### [Comprueba tu comprensión]
• a. Según el texto sobre el BDSM y el fetiche, ¿qué calzado llevaba quien narra en la reunión de mujeres?
• b. En el texto sobre el BDSM y el fetiche, ¿qué comentarios hacen las otras mujeres sobre las botas antes de la confesión de quien narra? Enuméralos todos.
• c. Continúa el texto sobre el BDSM y el fetiche a partir de su última oración.

### [Bloque de texto]

════

Reconocer al BDSM como un juego que nos proporciona exquisitos placeres sexuales no es otra cosa que una vuelta a sus bases para limpiarlo de tanta charlatanería mística y educativa que lo ha infectado de seriedad. Una sesión de dominación no es otra cosa que un gran teatro en donde jugamos bajo condiciones controladas nuestras fantasías de dominación y sumisión. No sé, y no sé si querría saberlo, cual es la causa por la que yo me regocijo en esta clase de sexualidad y disfruto montando barrocas escenas cargadas de morbo en donde soy la sádica vestida de negro que goza sometiendo a quienes gozan sometiéndose. Lo que sí me importa, lo único que me importa en realidad, es que el juego me divierte mucho y estoy segura que así también lo vive mi esclavo marido y el resto de mis ocasionales partenaires.
Siempre me gusta ejemplificar lo que sostengo con alguna experiencia concreta. En este caso, es de algunos años atrás. Fue en una clásica reunión de mujeres en la casa de alguna de ellas, todas calzadas con chatitas menos yo, que llevaba botas cortas por encima del tobillo y con un taco alto suficientemente llamativo para que en un momento se volvieran el centro de la conversación. La verdad, yo no podría usarlas, decía una. Me encantaría ponérmelas pero no me animo, decía otra. A ella le quedan preciosas porque sabe combinarlas opinaba una tercera. Es que son mi fetiche, azoté yo sin compasión.
Recuerdo los instantes de tensa incomodidad que siguieron tras mi abierta confesión. De golpe, las botitas ya no eran moda, eran sexo. Yo no era una mujer sexy; era una mujer sexual. La sola palabra fetiche (y ni hablar de sadismo o sadomasoquismo) genera sentimientos poderosos pero contradictorios: es tanto lo que atrae como el temor que genera, un temor inherente a desatar fuerzas de obsesión y perversión incontrolables. Por más que las pasarelas de los grandes diseñadores exploten de cuero y vinilo, casi nadie interpreta la palabra fetiche como lo que en realidad es: una prenda de carácter mágico, una expresión sexualizada del glamour y la belleza femeninas.
Después las anécdotas y opiniones fluyeron durante rato largo, hasta que, la recuerdo especialmente, una de ellas dijo Por el tipo de taco alto, me hacen acordar a unas sandalias que tenía mi mamá. Yo siempre se las robaba y me las ponía a escondidas para jugar a ser princesa.

════

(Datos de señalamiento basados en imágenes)

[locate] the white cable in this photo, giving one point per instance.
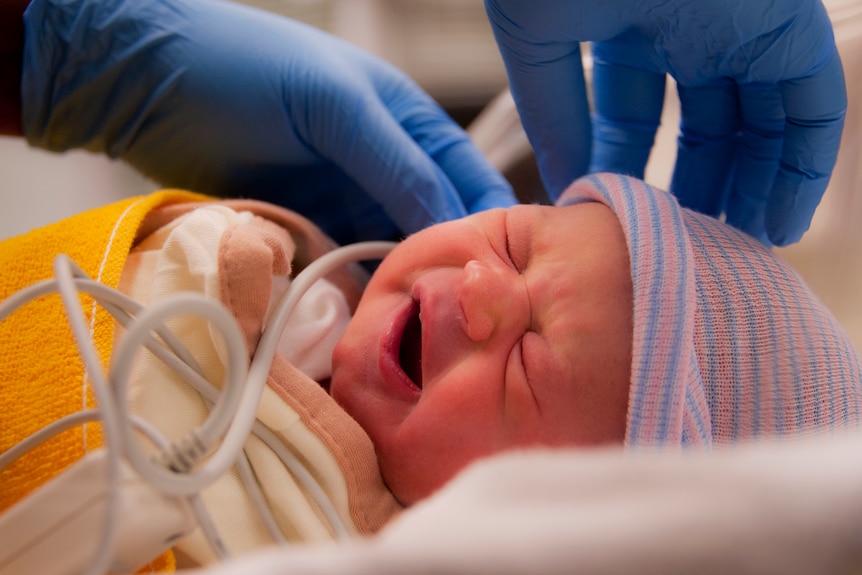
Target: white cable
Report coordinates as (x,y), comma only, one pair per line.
(222,417)
(235,407)
(110,422)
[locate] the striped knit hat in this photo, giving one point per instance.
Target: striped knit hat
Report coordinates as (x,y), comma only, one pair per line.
(729,343)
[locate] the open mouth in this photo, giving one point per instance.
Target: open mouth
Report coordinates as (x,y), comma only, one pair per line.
(410,351)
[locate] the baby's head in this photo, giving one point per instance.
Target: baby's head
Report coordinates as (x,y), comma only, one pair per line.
(505,329)
(617,317)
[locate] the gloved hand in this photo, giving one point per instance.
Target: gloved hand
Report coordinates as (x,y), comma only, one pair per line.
(761,90)
(221,98)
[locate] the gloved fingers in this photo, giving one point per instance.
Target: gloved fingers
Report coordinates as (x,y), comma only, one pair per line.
(762,137)
(370,146)
(539,44)
(479,185)
(815,108)
(627,104)
(710,121)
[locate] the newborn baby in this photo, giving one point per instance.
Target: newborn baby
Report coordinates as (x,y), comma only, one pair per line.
(614,317)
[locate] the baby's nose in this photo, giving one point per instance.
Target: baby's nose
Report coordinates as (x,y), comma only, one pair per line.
(492,298)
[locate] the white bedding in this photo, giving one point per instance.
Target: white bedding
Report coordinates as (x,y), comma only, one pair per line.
(794,508)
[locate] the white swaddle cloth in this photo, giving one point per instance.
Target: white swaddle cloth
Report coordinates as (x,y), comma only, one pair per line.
(195,252)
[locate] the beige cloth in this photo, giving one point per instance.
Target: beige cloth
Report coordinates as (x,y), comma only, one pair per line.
(244,253)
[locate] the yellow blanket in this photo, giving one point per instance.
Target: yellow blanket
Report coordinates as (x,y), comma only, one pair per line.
(41,375)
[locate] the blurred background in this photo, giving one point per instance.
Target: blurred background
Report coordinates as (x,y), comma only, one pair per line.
(448,48)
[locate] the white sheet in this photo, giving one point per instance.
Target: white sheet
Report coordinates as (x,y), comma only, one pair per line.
(792,509)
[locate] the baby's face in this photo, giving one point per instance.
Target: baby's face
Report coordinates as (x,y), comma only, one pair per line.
(505,329)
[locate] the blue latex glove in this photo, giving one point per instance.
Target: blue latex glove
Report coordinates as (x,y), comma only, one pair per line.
(221,98)
(760,83)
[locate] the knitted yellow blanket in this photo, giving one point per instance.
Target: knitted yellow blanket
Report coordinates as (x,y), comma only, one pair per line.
(41,375)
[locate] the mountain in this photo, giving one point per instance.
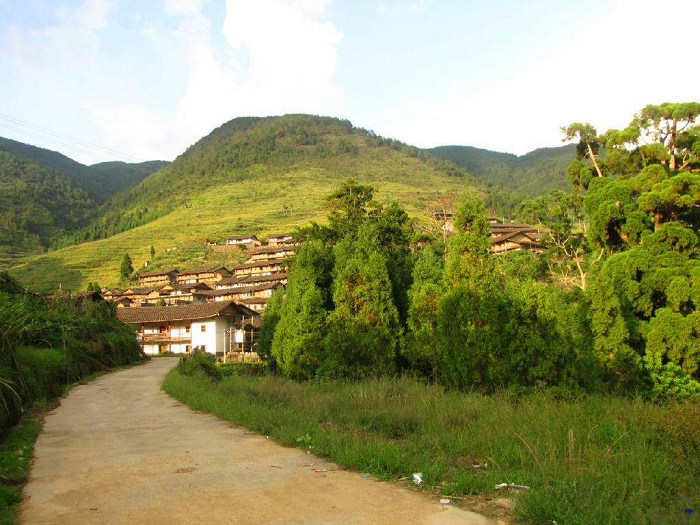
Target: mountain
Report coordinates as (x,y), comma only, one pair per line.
(100,181)
(532,174)
(251,175)
(38,205)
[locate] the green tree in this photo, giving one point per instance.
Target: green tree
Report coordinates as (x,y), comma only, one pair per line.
(471,315)
(269,324)
(644,310)
(298,342)
(588,145)
(561,214)
(425,297)
(364,328)
(126,268)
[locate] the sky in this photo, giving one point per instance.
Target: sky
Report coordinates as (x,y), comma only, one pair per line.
(136,80)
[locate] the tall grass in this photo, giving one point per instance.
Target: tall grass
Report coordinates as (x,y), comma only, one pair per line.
(596,460)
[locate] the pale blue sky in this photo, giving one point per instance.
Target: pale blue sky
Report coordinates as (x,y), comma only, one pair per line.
(136,80)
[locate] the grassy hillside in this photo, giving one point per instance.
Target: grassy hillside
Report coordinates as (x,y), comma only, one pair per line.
(250,175)
(532,174)
(38,205)
(100,181)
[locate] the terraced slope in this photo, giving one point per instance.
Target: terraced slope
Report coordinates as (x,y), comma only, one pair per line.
(262,175)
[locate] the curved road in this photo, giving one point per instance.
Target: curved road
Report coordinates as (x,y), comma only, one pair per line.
(119,450)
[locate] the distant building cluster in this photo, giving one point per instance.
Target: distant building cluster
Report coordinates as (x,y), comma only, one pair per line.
(505,237)
(214,309)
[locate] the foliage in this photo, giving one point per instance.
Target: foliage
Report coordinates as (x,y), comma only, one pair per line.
(425,296)
(46,345)
(38,206)
(126,268)
(589,459)
(248,176)
(298,343)
(364,328)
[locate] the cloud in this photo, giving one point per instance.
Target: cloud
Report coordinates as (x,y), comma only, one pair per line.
(71,42)
(279,57)
(602,75)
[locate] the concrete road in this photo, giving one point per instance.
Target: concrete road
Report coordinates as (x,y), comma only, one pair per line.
(119,450)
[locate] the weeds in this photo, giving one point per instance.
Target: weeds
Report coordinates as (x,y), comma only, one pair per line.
(593,460)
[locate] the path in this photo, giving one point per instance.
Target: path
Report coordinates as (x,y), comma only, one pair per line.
(119,450)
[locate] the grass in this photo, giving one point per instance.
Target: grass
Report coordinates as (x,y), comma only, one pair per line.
(597,460)
(278,199)
(16,450)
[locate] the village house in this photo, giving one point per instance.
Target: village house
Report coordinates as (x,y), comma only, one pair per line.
(249,241)
(220,328)
(238,293)
(266,253)
(158,278)
(505,237)
(280,239)
(260,268)
(203,275)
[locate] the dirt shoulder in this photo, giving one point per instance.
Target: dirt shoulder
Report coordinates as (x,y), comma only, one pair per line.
(119,450)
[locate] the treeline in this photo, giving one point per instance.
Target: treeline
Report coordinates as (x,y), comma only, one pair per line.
(38,205)
(48,344)
(611,304)
(360,302)
(239,150)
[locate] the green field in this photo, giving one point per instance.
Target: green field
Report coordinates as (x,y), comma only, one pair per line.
(593,460)
(276,198)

════

### [Problemas resueltos]
• a. Botas cortas por encima del tobillo, con un taco alto bastante llamativo.

• b.
- "La verdad, yo no podría usarlas."
- "Me encantaría ponérmelas pero no me animo."
- "A ella le quedan preciosas porque sabe combinarlas."

• c.
Jugar a ser princesa. Que hermoso concepto! Crees que las adultas ya maduras podemos seguir haciendo volar la imaginación y vestirnos para jugar? Jugar por el juego mismo, por divertirnos, disfrutar lo que sentíamos cuando niñas pero esta vez jugando con juegos de adultas. Jugar a ser princesa, a ser chica pinup, a ser stripper, a ser dominatriz, sin importarnos que tipo de cuerpo tengamos, sólo por el simple y puro deseo de gozar. Eso es lo que el fetiche nos proporciona.
Una mujer que domina a su pareja desde los fetiches puede transformarse en la encarnación misma de una diosa del sexo. Corsettes, lencería negra y sedosa, tacones altos, guantes largos, catsuits, botas, largas uñas rojas... desde hace siglos que las mujeres sabemos como ponernos bellas y deseables para jugar con el sexo y provocar adoración y deseo. Si queremos, podemos convertir a nuestro dormitorio en un playground de goces teatralizados. Eso es ser una dama fetiche y saber jugar el juego.
Las niñas que juegan a convertirse en princesas gracias a las sandalias de taco alto que casi seguramente su mamá ya no usa intuyen que sólo ciertas prendas femeninas poseen la gracia de ser transformativas y que esa transformación las hace más bellas. Ellas quieren ser princesas porque las princesas son bellas y saben que sin zapatos de taco alto no hay princesa.
La magia del fetiche (de los tacos altos o de lo que sea) reside en su poder transformador y en que ese poder es embellecedor. Ese poder nos abre la puerta para ir a jugar. Que decidas o no jugar el juego es algo que sólo depende de vos.